:: Tugas ::
Sajikan semua baris di bawah ini sebagai daftar bernomor tanpa baris kosong. Jangan sertakan gambarnya dalam jawaban.
--- Daftar Data ---
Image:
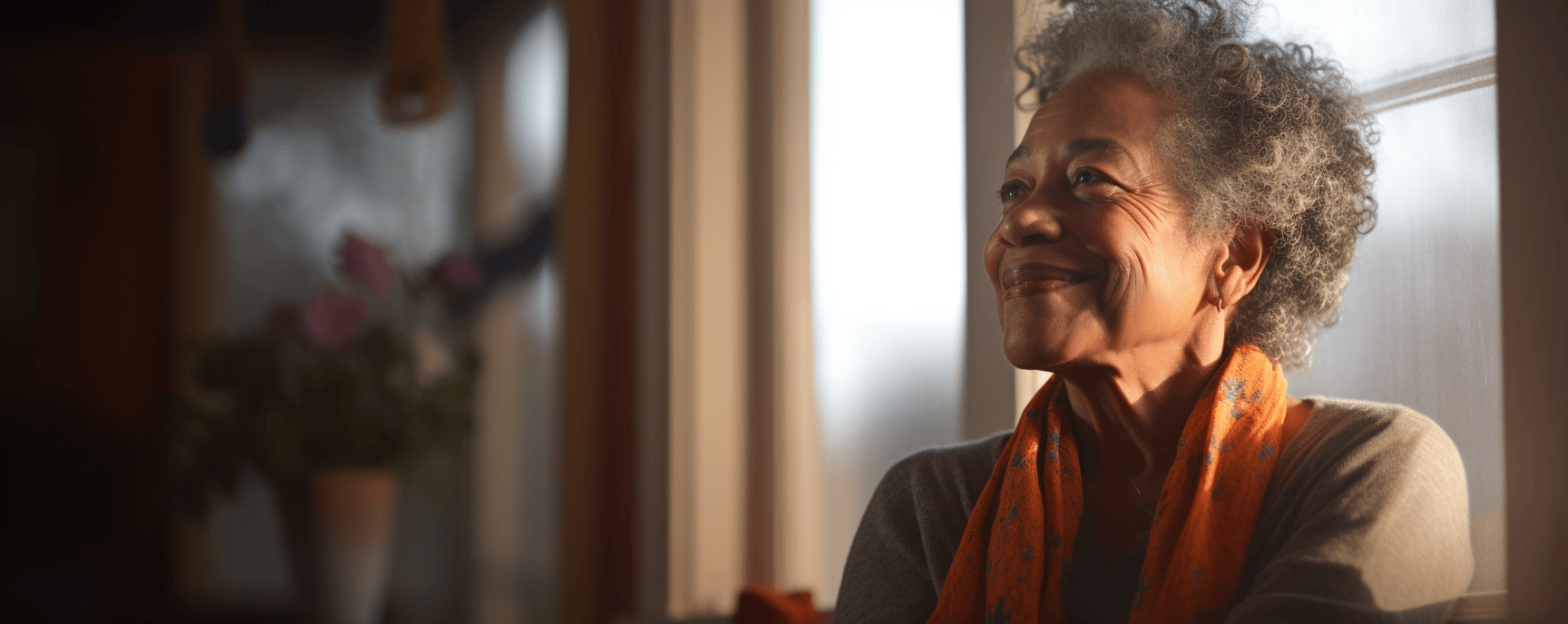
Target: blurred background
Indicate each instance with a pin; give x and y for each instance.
(728, 258)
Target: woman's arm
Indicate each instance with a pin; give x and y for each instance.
(1371, 525)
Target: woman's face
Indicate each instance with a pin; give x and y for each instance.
---
:: Jawaban Latihan ::
1. Image:
2. Target: blurred background
3. Indicate each instance with a pin; give x and y for each instance.
4. (728, 258)
5. Target: woman's arm
6. Indicate each instance with a pin; give x and y for each instance.
7. (1371, 525)
8. Target: woman's face
9. Indicate each instance with a pin; give x and y for each instance.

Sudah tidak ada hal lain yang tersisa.